- [Task requirements]:
From the first line of the data through the line containing "Task: put a dot on each instance of the house", return each line exactly.

[Natural-language object grounding data]
------------------------------

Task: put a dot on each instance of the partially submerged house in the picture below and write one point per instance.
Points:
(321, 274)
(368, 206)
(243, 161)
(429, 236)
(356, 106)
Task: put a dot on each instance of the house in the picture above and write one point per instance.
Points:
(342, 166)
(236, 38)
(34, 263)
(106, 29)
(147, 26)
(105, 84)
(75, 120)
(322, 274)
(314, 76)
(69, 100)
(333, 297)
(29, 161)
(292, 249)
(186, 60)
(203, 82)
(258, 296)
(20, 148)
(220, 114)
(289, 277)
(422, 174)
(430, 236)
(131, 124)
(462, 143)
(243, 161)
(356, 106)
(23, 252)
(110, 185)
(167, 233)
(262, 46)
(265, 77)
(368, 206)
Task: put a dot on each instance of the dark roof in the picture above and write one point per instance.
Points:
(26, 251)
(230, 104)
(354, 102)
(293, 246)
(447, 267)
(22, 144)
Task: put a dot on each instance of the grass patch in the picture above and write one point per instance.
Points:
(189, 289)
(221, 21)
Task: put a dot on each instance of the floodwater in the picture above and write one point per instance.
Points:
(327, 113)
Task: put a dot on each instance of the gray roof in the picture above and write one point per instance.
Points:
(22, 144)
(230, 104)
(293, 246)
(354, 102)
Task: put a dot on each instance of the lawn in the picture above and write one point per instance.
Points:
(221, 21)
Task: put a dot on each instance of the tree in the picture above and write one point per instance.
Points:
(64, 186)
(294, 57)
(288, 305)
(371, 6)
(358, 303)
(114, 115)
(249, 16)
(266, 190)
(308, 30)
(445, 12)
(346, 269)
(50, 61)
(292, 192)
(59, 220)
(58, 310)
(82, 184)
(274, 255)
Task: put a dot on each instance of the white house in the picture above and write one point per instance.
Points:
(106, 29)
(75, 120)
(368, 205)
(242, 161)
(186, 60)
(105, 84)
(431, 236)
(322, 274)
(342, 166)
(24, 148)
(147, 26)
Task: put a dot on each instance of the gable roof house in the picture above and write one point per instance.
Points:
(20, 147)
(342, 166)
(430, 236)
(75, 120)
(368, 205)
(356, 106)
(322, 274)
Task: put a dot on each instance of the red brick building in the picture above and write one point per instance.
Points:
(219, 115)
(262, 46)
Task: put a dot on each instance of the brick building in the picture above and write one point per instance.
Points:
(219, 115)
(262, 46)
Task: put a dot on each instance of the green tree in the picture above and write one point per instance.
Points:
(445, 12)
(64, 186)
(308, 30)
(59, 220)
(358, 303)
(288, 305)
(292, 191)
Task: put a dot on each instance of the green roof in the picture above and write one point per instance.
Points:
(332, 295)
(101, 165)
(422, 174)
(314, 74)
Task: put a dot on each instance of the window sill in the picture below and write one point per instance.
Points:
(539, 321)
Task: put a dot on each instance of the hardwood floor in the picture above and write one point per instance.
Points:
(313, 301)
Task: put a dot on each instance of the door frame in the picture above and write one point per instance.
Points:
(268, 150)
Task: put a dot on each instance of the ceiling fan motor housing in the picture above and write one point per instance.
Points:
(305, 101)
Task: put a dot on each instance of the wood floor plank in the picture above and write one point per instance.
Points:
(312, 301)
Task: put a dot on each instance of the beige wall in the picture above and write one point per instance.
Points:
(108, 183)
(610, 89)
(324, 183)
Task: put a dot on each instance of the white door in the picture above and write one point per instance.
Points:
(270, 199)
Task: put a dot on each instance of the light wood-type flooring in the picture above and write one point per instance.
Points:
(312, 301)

------------------------------

- [Result of the exercise]:
Task: put a dot on each instance of the partially submerged house in the picture below and write one point per instance.
Points:
(321, 274)
(368, 206)
(243, 161)
(429, 236)
(356, 106)
Task: put a dot on each instance of the house in the picture above and write one point per instance.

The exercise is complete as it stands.